• _Given task_: Reproduce every one of the records below word for word, keeping each line unchanged.

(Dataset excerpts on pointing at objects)
• • • •

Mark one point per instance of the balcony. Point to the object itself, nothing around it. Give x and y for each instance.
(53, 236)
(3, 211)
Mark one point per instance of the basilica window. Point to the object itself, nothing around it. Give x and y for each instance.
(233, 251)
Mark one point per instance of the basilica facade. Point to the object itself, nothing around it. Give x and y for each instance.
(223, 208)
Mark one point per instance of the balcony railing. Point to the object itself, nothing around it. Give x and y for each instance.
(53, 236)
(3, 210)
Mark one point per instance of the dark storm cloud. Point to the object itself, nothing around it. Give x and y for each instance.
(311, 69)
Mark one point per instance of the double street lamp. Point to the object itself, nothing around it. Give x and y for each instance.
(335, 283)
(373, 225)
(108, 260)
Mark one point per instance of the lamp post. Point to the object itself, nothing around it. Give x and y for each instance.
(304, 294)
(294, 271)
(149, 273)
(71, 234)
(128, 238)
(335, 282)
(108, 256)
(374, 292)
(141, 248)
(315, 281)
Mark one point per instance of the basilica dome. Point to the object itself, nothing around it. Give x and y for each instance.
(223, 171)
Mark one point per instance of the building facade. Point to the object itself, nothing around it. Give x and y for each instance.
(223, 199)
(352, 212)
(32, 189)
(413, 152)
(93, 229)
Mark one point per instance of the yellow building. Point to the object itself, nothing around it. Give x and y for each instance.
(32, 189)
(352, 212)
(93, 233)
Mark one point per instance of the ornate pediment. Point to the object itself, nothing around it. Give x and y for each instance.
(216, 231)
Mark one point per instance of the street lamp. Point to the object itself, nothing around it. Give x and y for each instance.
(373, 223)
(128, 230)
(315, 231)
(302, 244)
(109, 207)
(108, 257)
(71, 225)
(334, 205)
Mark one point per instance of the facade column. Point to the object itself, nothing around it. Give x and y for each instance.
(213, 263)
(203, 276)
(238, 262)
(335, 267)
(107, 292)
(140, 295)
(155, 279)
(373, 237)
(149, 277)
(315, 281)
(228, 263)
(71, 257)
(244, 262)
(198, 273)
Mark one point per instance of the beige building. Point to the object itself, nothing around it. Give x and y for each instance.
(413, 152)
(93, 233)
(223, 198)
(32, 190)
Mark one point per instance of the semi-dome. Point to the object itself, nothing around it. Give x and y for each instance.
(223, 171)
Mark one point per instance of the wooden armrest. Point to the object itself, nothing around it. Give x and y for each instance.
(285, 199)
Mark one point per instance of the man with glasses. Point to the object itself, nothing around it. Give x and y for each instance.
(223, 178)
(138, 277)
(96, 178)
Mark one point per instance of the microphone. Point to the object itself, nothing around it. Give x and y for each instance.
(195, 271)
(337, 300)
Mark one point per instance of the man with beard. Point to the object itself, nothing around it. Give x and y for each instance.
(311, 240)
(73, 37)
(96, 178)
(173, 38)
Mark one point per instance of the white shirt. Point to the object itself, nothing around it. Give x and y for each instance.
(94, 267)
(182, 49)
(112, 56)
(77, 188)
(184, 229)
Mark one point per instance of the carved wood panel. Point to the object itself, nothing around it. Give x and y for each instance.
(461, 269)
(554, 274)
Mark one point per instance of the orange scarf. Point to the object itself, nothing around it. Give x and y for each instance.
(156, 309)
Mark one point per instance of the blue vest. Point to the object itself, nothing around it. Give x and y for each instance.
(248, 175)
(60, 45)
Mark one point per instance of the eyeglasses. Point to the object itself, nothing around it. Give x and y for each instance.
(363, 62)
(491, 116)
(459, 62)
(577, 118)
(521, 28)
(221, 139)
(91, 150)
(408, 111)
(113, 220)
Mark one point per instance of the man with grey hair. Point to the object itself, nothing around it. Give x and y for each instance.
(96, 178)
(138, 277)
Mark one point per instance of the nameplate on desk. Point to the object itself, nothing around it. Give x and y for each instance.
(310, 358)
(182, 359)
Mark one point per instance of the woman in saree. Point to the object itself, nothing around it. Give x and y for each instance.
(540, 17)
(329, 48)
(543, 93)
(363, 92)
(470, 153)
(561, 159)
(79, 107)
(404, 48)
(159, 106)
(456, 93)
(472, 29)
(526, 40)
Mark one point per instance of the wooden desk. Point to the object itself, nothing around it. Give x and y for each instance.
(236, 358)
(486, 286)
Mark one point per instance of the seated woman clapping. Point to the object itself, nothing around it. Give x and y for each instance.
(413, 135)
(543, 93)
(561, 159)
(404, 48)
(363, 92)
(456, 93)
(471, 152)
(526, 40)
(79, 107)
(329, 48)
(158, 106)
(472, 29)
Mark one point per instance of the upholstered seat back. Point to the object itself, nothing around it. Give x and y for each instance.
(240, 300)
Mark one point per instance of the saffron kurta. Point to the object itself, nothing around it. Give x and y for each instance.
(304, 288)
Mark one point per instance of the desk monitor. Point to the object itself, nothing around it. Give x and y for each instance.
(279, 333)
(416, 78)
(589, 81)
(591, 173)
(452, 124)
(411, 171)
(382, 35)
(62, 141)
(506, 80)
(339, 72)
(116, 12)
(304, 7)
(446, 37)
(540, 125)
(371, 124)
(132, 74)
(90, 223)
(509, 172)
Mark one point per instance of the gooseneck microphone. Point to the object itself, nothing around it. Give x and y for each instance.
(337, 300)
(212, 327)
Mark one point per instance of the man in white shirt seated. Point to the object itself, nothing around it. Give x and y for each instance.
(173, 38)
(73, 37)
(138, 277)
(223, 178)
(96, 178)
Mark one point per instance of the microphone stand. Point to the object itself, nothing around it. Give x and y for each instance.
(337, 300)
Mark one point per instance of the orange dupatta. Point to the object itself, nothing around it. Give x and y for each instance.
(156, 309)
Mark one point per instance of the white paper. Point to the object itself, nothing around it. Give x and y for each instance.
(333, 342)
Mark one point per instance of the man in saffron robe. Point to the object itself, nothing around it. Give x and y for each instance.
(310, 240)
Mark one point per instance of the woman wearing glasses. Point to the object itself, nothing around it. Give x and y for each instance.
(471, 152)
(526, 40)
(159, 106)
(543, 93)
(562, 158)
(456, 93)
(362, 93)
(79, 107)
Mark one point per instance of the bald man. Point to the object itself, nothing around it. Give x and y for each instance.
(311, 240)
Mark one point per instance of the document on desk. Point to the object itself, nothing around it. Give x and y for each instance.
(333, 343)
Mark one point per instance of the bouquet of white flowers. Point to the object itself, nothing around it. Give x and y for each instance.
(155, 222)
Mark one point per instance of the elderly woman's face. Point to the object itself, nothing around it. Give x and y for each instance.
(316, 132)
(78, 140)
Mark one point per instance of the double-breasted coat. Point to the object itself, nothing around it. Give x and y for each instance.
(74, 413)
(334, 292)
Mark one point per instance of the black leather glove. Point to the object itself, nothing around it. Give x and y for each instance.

• • • •

• _Result of this exercise_:
Mark one point per instance of the balcony. Point to the object itself, nothing around it. Give x and y for each instance.
(53, 236)
(3, 211)
Mark one point per instance of the basilica window. Point to the object itself, nothing around it. Give x and y for each instance.
(233, 251)
Mark one point per instance of the basilica facade. Point to the object itself, nothing around it. Give x and y for each instance.
(223, 208)
Mark one point per instance of the balcony railing. Point to the object itself, nothing around it. Give x and y for each instance.
(53, 236)
(3, 210)
Mark one point per instance of the dark storm cloud. Point to the object itself, nothing around it. Give x and y for each instance.
(311, 69)
Mark one point per instance of the double street lamp. Point to the object itself, nothing around it. Give x and y for each instance.
(335, 283)
(373, 225)
(108, 260)
Mark one point per instance of the lamp post. Point to the object itself, nothing around it. Give x and y for each instance.
(304, 294)
(294, 271)
(149, 273)
(71, 234)
(128, 238)
(335, 282)
(108, 256)
(374, 292)
(141, 248)
(315, 281)
Mark one point per instance of the basilica dome. Point to the object itself, nothing around it. Give x and y for each instance.
(223, 171)
Mark one point per instance of the building facade. Point to the object itself, nothing around it. Give x and y for each instance.
(223, 199)
(352, 212)
(32, 189)
(413, 152)
(93, 229)
Mark one point per instance of the yellow building. Point to the object itself, nothing around it. Give x and y for each instance.
(32, 189)
(352, 212)
(93, 233)
Mark one point per instance of the ornate pediment. Point to the object itself, nothing around it. Give x and y for each instance.
(216, 231)
Mark one point per instance of the street lamp. Point to the object itself, nothing around it. Give x and y for each instance.
(373, 223)
(128, 230)
(315, 231)
(302, 244)
(109, 207)
(108, 257)
(71, 225)
(334, 205)
Mark one point per instance of the facade column. Point to the object itself, nothing around it. Give x and y for each instance.
(213, 263)
(203, 276)
(238, 262)
(335, 267)
(107, 292)
(140, 295)
(155, 279)
(373, 237)
(149, 277)
(315, 281)
(228, 263)
(71, 257)
(244, 262)
(198, 273)
Mark one point per instance of the beige building. Point to the object itself, nothing around it. Give x and y for each instance.
(413, 152)
(93, 233)
(223, 198)
(32, 190)
Mark one point per instance of the semi-dome. Point to the object itself, nothing around it. Give x and y for each instance.
(223, 171)
Mark one point per instance of the wooden armrest. Point to the object itself, nothing around it. Give x and y for each instance.
(285, 199)
Mark one point per instance of the man with glasses. Point to the object itself, nothing around it. Give x and y for each instance.
(223, 178)
(138, 277)
(96, 178)
Mark one point per instance of the microphone. Point to the object itself, nothing around it. Give x and y for each instance.
(195, 271)
(337, 300)
Mark one point per instance of the man with beard. Point to the object itself, nothing around it. Give x and y for each instance.
(311, 240)
(73, 37)
(96, 178)
(173, 38)
Mark one point per instance of the white shirt. Point to the object itself, nothing around it. Give x and y for each instance.
(94, 267)
(182, 49)
(112, 56)
(77, 188)
(184, 229)
Mark one point per instance of the carved wood panel. Point to the object itself, nothing around it. Give x and y for each instance.
(461, 269)
(554, 274)
Mark one point per instance of the orange scarf. Point to the object itself, nothing around it. Give x and y for each instance.
(156, 309)
Mark one point per instance of the blue vest. Point to the object itself, nothing around it. Give x and y for each instance.
(248, 175)
(60, 45)
Mark one point per instance of the eyeglasses. Point to the object itself, nothing around it. Give x and y for each instance.
(363, 62)
(491, 116)
(459, 62)
(577, 118)
(521, 28)
(221, 139)
(91, 150)
(408, 111)
(113, 220)
Mark one point per instance of the man with grey hair. Point to the object itself, nothing around it. Give x and y for each instance.
(96, 178)
(138, 277)
Mark one point per instance of the nameplate on desk. Point to the object itself, nothing around it. Give x and y for each instance.
(310, 358)
(182, 359)
Mark one point per instance of the woman in saree. Point to the object itself, nothing around it. Give x and y for each instance.
(540, 17)
(329, 48)
(543, 93)
(363, 92)
(470, 153)
(561, 159)
(79, 107)
(404, 48)
(159, 106)
(456, 93)
(472, 29)
(526, 40)
Mark one point per instance of the wooden desk. Point to the object itself, nothing around it. Give x and y for each instance.
(236, 358)
(486, 286)
Mark one point per instance of the seated woman clapping. Point to the object itself, nothing around it. Give x and y for each instance.
(413, 135)
(543, 93)
(561, 159)
(404, 48)
(363, 92)
(456, 93)
(471, 152)
(526, 40)
(79, 107)
(329, 48)
(158, 106)
(472, 29)
Mark one point per instance of the upholstered seat back. Point to the object itself, nothing around it. Give x and y for each instance.
(240, 300)
Mark one point per instance of the saffron kurta. Point to the object itself, nothing around it. Give x and y for each instance.
(304, 288)
Mark one point per instance of the desk monitor. Point to the object itself, nothing around it. Give x and y for each instance.
(279, 333)
(416, 78)
(589, 81)
(591, 173)
(452, 124)
(411, 171)
(382, 35)
(62, 141)
(506, 80)
(339, 72)
(116, 12)
(304, 7)
(446, 37)
(540, 125)
(371, 124)
(132, 74)
(90, 223)
(509, 172)
Mark one point per instance of the gooseneck microphone. Point to the object itself, nothing around it. Give x and y for each instance.
(337, 300)
(212, 327)
Mark one point per instance of the man in white shirt seated. Point to the object itself, nothing around it. Give x and y for each instance.
(173, 38)
(73, 37)
(138, 277)
(223, 178)
(96, 178)
Mark one point per instance of the microphone stand. Point to the object itself, nothing around it. Give x and y for each instance.
(337, 300)
Mark one point per instance of the orange dupatta. Point to the object itself, nothing around it. Give x and y for each instance.
(156, 309)
Mark one point per instance of the white paper. Point to the object itself, nothing around it. Give x and y for each instance.
(333, 342)
Mark one point per instance of the man in saffron robe. Point to the object itself, nothing around it. Give x and y for each instance.
(310, 240)
Mark one point per instance of the woman wearing glasses. Point to the object itself, nothing around it. Give x and y for each instance.
(471, 152)
(526, 40)
(159, 106)
(543, 93)
(562, 158)
(456, 93)
(362, 93)
(79, 107)
Mark one point per instance of the bald man. Point to the object itself, nothing around it. Give x and y for each instance.
(311, 240)
Mark one point per instance of the document on desk. Point to the object itself, nothing around it. Give x and y for each instance.
(333, 343)
Mark one point per instance of the bouquet of white flowers. Point to the object itself, nothing around it. Give x and y for each instance.
(155, 222)
Mark one point per instance of the elderly woman's face. Point to the object itself, nothing around it. Give x and y for each instance.
(316, 132)
(78, 140)
Mark one point per instance of the double-breasted coat. Point to the object itself, nothing around it. Give x and y for each instance.
(74, 413)
(334, 292)
Mark one point per instance of the black leather glove. Point to the object itself, nothing around it. Give x and y for each instance.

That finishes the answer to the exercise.